(INPUT RECORDS)
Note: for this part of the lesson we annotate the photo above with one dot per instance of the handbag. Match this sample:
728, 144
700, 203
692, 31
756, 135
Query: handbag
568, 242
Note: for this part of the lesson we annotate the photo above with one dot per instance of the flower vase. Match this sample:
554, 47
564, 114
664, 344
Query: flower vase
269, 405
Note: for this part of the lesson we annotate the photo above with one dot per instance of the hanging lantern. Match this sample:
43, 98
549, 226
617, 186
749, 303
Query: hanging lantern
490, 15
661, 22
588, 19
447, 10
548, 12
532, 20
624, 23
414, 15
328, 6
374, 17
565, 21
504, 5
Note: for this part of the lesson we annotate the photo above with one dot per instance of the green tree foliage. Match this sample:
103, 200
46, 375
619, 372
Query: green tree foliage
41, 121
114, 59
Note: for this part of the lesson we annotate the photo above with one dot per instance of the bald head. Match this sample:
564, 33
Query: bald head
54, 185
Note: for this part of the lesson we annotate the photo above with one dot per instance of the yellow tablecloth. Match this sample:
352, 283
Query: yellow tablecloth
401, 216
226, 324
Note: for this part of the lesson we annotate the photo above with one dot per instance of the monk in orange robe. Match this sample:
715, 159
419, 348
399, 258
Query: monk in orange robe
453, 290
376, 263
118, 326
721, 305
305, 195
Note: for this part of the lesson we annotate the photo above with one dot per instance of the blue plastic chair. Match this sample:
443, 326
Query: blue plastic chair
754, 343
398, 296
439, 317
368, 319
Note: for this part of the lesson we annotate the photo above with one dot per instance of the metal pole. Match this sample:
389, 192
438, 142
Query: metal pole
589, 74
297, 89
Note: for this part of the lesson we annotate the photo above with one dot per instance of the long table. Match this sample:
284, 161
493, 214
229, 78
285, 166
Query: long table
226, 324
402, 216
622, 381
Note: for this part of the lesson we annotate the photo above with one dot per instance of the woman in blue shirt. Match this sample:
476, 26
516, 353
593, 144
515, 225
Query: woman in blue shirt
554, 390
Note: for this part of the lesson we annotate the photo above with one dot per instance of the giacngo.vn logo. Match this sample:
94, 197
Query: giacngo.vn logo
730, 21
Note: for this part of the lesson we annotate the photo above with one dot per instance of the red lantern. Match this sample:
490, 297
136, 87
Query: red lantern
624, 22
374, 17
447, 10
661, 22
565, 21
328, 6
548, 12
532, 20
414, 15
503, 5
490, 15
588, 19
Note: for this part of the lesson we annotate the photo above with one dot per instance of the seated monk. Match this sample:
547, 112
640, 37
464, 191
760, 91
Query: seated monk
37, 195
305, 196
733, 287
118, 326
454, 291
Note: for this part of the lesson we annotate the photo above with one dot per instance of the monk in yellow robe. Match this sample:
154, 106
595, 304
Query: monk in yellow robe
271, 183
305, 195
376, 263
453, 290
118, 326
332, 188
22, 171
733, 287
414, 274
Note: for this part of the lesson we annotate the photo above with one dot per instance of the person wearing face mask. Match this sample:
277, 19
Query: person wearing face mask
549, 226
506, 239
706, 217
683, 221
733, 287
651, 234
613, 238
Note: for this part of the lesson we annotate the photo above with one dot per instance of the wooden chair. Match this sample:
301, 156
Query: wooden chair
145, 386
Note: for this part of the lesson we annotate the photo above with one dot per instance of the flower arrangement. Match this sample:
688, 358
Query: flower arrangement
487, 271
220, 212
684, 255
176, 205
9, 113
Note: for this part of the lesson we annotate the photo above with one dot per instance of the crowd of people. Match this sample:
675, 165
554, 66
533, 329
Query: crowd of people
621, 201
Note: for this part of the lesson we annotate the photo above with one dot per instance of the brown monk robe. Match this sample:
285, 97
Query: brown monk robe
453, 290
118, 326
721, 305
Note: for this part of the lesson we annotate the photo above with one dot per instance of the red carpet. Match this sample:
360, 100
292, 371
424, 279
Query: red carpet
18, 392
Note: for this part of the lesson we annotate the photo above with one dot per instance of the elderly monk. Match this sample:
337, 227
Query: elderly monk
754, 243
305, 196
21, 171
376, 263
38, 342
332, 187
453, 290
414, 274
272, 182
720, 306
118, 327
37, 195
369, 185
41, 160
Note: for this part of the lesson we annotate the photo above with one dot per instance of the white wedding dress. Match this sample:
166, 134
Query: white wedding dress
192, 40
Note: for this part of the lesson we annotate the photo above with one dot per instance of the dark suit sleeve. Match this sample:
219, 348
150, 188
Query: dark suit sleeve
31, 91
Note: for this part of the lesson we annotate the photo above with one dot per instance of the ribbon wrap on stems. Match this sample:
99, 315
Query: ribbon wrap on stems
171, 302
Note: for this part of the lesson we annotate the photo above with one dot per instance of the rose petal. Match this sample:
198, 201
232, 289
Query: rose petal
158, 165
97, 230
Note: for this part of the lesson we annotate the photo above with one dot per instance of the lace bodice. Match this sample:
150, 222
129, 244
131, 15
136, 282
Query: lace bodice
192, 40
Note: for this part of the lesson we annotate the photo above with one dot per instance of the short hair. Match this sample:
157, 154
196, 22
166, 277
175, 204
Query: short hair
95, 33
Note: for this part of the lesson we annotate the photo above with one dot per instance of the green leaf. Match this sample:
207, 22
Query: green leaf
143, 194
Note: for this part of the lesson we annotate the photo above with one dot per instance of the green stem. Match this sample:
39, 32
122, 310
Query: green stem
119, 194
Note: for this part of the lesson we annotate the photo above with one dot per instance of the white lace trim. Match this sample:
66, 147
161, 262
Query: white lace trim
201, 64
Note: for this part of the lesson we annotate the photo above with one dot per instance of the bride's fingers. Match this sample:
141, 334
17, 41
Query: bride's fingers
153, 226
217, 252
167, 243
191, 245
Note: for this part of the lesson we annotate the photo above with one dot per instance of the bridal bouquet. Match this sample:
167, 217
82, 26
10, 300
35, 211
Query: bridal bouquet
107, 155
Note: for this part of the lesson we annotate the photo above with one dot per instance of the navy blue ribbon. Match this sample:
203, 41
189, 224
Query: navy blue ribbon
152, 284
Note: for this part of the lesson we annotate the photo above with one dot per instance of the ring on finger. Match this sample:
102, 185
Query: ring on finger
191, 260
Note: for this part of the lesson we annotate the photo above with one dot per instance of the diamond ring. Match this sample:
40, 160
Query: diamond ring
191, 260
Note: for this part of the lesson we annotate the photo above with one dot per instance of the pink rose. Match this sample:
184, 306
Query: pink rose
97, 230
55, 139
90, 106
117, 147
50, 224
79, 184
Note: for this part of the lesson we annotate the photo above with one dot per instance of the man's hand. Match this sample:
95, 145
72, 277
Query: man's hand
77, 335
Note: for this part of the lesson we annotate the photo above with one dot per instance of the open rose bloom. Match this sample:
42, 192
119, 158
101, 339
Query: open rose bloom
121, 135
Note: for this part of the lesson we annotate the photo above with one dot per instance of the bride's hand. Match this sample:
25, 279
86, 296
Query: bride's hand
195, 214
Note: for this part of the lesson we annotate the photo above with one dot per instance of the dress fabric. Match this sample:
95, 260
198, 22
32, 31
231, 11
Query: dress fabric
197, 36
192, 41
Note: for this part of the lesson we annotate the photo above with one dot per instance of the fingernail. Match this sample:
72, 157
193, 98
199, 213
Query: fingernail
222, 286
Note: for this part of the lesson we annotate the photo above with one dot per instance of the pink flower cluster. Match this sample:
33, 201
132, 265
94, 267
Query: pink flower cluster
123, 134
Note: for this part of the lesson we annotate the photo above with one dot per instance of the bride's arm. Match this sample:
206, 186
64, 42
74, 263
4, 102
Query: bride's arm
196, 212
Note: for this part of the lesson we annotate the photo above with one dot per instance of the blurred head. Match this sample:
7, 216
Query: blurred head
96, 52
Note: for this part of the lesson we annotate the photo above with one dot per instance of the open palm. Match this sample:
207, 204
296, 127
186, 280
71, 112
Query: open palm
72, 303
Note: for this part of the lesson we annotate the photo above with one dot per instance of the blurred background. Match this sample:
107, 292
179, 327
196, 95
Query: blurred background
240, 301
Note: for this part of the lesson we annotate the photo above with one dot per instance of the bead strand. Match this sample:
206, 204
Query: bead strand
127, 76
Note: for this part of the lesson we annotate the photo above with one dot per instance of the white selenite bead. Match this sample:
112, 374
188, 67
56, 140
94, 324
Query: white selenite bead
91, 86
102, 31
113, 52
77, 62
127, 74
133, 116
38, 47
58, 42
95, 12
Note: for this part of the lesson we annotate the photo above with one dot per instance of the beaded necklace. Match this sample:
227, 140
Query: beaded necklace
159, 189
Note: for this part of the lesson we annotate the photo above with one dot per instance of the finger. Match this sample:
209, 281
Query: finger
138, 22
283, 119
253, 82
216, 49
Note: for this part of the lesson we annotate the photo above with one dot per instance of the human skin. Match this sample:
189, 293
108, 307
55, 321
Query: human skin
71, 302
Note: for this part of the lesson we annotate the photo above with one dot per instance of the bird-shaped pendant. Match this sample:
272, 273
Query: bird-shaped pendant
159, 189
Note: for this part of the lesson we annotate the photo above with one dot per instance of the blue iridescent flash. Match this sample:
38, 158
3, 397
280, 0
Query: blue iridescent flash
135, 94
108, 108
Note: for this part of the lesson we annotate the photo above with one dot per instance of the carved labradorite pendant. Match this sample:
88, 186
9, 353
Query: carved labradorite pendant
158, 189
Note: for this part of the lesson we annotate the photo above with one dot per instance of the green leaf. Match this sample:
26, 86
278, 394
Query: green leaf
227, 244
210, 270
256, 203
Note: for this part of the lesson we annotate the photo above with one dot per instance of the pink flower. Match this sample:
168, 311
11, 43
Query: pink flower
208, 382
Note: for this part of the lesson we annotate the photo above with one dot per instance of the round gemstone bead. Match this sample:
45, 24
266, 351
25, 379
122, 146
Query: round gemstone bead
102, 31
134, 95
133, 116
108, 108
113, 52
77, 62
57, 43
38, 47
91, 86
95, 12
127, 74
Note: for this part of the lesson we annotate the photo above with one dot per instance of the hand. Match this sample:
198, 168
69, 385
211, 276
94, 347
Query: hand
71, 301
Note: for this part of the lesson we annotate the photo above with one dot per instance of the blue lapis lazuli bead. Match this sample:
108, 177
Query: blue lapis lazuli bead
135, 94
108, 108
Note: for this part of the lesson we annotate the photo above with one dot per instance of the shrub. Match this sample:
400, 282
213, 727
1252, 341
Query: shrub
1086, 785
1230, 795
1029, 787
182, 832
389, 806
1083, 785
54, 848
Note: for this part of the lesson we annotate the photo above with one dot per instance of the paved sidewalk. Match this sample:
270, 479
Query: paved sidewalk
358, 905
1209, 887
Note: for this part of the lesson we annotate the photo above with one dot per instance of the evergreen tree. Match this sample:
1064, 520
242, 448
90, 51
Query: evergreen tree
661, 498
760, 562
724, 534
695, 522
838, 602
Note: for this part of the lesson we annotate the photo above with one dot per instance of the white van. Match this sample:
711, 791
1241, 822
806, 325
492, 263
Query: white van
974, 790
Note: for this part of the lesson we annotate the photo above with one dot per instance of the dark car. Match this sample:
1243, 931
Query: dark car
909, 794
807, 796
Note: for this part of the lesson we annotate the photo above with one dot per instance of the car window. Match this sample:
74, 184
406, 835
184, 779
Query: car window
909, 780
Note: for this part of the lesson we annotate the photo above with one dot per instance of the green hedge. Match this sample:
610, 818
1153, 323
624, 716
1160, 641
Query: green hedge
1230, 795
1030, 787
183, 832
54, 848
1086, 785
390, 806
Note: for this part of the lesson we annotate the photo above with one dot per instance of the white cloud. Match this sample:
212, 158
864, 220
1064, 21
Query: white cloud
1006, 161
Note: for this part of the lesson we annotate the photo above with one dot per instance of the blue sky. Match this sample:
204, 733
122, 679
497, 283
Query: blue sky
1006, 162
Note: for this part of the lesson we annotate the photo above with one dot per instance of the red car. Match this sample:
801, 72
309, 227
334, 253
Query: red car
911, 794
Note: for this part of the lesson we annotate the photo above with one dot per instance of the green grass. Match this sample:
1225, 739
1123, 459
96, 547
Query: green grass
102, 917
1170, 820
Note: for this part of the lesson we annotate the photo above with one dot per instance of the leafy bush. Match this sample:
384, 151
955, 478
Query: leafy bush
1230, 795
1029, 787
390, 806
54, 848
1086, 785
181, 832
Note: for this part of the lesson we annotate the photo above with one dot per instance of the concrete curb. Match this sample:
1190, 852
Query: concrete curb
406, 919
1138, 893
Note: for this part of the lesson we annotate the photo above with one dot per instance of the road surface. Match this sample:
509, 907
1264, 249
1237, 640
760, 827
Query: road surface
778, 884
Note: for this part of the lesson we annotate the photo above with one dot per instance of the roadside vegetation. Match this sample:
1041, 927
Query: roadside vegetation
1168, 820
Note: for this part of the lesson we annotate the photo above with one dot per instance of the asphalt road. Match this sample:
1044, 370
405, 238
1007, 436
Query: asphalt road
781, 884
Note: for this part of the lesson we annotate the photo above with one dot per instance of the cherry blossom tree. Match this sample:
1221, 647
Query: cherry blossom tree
(End INPUT RECORDS)
INSTRUCTIONS TO FOLLOW:
Show all lines from the data above in which the word "blossom" appears.

THE ANSWER:
Note: for this part of the lesson we annotate the photo above with one dot per instance of the cherry blossom tree. Match this sample:
Query: cherry blossom tree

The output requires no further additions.